This function uses clumping to remove SNPs at high LD. When used with its default options, clumping based on MAF is similar to standard pruning (as done by PLINK with "–indep-pairwise (size+1) 1 thr.r2", but it results in a better spread of SNPs over the chromosome.

loci_ld_clump(.x, ...)

# S3 method for class 'tbl_df'
loci_ld_clump(.x, ...)

# S3 method for class 'vctrs_bigSNP'
loci_ld_clump(
  .x,
  S = NULL,
  thr_r2 = 0.2,
  size = 100/thr_r2,
  exclude = NULL,
  use_positions = TRUE,
  n_cores = 1,
  return_id = FALSE,
  ...
)

# S3 method for class 'grouped_df'
loci_ld_clump(.x, ...)

Arguments

.x

a gen_tibble object

...

currently not used.

S

A vector of loci statistics which express the importance of each SNP (the more important is the SNP, the greater should be the corresponding statistic).
For example, if S follows the standard normal distribution, and "important" means significantly different from 0, you must use abs(S) instead.
If not specified, MAFs are computed and used.

thr_r2

Threshold over the squared correlation between two SNPs. Default is 0.2.

□ □ □ □

Try it:
Answer these from the loci_ld_clump documentation above:
1. What is the default value of thr_r2?
2. What is used in place of S when it is not specified?
3. Compared with standard pruning, what does clumping based on MAF result in?

□ □ □ □

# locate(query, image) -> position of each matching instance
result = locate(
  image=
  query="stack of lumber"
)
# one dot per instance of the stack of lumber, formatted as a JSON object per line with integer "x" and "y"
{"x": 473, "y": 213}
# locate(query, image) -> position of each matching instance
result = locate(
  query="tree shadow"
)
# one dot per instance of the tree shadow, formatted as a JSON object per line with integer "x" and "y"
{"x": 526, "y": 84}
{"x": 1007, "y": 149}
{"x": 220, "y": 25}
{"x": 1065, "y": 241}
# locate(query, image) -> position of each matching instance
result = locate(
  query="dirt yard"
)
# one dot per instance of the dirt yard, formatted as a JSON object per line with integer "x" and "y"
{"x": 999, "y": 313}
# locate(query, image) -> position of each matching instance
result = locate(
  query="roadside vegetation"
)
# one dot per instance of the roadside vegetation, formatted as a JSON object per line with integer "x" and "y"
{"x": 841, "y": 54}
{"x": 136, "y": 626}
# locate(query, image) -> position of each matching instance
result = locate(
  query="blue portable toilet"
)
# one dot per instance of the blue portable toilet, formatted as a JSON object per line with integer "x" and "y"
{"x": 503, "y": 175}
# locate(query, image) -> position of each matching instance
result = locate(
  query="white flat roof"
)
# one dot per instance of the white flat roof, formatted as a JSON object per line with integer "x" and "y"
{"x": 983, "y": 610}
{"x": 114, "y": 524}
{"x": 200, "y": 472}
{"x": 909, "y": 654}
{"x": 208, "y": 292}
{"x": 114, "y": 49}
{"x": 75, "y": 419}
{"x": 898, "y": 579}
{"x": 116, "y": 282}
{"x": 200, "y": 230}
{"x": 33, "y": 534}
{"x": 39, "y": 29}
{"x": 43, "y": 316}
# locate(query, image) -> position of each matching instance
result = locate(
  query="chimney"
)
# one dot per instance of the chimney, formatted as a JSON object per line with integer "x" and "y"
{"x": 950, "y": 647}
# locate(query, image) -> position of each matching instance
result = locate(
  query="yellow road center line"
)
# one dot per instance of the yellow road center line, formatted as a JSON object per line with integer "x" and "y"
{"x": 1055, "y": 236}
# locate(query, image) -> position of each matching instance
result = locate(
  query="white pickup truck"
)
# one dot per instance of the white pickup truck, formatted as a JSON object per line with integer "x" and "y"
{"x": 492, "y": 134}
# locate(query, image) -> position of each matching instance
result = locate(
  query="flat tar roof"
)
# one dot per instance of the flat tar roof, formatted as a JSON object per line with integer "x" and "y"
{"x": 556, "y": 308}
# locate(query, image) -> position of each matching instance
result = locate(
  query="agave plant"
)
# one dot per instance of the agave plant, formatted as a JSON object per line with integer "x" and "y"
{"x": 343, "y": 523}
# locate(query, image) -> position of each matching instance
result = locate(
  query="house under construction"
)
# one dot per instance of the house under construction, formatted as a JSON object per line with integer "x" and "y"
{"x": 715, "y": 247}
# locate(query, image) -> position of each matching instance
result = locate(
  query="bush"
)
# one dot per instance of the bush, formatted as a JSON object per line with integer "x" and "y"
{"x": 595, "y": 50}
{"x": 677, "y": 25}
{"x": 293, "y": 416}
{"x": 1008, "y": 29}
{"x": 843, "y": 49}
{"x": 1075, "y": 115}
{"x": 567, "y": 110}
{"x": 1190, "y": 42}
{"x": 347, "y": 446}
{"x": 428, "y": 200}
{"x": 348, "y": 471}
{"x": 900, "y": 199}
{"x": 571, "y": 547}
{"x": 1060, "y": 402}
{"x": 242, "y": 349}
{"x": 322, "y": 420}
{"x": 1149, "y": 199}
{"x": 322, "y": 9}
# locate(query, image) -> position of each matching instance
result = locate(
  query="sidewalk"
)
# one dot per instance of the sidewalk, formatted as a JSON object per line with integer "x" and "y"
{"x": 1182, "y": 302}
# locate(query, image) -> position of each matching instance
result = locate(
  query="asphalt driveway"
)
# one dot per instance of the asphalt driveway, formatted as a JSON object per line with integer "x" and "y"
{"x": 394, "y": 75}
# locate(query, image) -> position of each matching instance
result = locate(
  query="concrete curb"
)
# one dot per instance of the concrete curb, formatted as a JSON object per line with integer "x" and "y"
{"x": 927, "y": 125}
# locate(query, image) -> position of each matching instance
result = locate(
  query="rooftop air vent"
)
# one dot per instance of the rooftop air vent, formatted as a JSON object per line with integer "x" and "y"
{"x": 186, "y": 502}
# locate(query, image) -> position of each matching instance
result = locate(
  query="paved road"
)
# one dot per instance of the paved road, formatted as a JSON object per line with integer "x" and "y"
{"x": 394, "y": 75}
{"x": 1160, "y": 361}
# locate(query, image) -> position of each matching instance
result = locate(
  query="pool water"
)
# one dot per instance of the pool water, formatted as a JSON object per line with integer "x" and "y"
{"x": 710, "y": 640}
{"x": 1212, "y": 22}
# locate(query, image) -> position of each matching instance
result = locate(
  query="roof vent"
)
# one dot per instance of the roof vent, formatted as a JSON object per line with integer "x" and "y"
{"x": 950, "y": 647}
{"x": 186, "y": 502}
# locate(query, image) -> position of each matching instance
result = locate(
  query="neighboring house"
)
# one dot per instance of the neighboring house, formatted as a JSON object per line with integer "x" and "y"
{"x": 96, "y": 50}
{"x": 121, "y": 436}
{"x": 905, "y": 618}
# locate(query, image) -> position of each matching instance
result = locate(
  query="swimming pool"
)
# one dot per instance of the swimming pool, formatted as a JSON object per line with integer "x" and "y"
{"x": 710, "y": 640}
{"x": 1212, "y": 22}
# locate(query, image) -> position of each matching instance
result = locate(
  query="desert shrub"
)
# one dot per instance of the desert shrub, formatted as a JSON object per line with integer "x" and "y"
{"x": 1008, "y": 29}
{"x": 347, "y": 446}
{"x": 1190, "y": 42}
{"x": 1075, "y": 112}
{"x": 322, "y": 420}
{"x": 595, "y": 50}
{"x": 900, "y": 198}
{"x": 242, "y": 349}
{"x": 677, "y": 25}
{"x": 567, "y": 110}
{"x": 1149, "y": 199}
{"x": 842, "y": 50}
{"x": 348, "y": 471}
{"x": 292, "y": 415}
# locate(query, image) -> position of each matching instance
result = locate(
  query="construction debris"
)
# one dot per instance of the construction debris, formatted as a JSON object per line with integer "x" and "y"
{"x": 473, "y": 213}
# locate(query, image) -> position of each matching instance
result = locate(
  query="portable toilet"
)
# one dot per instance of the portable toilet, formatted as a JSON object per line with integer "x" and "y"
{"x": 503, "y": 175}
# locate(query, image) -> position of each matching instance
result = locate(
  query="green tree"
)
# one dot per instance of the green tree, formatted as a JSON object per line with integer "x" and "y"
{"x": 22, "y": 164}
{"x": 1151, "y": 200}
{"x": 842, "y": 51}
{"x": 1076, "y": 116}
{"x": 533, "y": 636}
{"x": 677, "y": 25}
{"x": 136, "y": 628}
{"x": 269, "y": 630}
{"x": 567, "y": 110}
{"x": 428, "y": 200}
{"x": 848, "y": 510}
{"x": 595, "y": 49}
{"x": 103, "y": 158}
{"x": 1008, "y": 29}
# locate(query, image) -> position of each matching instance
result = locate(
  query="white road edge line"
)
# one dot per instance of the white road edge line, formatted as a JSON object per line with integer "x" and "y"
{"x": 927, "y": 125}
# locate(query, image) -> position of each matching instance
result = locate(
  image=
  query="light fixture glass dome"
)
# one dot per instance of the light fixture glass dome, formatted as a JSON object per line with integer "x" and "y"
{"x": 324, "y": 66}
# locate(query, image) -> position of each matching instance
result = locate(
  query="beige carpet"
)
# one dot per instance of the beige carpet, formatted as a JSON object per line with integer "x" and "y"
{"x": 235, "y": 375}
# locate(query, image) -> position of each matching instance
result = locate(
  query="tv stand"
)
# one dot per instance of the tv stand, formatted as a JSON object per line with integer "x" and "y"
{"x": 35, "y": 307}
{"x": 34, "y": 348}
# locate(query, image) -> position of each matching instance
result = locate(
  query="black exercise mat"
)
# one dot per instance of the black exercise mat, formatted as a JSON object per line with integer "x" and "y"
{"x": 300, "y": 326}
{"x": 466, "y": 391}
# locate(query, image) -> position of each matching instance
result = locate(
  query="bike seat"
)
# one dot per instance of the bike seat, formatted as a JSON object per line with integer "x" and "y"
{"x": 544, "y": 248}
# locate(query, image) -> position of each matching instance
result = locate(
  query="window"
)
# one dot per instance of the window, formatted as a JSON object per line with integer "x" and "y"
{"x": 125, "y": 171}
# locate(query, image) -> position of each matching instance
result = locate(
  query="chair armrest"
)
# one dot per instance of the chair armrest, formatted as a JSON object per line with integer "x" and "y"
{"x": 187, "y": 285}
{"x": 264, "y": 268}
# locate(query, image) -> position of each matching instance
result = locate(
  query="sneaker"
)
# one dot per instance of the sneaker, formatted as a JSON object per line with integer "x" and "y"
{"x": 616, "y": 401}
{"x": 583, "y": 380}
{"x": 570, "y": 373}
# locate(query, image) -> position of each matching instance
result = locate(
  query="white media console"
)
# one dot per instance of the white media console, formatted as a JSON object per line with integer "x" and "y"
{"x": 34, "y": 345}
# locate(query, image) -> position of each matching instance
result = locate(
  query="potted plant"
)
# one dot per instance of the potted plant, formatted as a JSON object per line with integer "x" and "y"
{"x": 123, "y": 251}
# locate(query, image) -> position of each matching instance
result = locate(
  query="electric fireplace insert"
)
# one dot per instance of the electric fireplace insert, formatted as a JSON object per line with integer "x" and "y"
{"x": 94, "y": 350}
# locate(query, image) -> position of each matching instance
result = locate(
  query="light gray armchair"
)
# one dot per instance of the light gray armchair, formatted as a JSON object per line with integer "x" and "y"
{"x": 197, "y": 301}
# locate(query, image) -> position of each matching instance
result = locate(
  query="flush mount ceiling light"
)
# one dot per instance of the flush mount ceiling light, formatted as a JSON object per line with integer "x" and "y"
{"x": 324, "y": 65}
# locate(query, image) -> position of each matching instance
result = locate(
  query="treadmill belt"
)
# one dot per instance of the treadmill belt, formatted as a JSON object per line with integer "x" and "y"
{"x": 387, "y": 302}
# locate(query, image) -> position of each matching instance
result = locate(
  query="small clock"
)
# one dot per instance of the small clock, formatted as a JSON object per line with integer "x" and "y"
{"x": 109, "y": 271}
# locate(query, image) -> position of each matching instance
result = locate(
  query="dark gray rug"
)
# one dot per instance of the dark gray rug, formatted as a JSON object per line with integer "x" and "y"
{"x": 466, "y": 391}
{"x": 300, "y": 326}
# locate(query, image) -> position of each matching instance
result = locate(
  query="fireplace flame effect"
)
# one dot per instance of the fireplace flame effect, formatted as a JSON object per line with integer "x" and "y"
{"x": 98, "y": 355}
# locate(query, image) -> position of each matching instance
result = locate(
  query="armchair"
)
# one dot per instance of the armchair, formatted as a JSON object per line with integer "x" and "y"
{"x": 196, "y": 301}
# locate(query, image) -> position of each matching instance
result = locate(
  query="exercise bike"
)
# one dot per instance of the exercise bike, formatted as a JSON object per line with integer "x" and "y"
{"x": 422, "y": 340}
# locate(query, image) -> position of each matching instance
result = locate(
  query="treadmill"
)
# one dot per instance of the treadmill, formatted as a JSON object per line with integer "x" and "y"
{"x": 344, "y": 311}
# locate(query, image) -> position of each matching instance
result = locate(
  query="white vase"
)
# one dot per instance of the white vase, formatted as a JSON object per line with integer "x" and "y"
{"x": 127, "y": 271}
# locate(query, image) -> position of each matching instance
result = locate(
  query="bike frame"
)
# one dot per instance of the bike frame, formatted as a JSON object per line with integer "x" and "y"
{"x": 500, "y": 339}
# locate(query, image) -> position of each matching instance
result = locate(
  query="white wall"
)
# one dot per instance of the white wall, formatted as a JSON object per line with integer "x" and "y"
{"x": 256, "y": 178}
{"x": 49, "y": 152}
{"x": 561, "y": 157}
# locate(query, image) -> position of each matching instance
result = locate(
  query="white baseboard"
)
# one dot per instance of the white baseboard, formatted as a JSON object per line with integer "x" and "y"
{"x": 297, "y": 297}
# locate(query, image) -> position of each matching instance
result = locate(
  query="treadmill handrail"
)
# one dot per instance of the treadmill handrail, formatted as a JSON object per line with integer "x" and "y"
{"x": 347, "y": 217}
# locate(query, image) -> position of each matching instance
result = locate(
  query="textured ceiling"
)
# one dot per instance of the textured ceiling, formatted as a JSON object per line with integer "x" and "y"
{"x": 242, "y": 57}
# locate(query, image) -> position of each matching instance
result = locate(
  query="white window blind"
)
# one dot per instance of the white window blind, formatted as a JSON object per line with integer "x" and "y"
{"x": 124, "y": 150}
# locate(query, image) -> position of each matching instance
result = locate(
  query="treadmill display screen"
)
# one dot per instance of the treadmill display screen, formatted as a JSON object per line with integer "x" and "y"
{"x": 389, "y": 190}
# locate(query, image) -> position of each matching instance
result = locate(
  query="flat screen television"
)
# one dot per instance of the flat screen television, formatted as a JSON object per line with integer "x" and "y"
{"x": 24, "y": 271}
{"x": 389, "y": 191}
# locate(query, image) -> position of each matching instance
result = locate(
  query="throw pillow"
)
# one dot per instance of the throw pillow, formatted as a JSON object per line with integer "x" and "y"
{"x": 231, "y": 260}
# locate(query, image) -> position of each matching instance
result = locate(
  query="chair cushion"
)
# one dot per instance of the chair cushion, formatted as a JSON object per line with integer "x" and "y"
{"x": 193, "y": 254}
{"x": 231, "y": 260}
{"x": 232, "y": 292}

□ □ □ □

Output of the task:
1. 0.2
2. MAFs are computed and used.
3. A better spread of SNPs over the chromosome.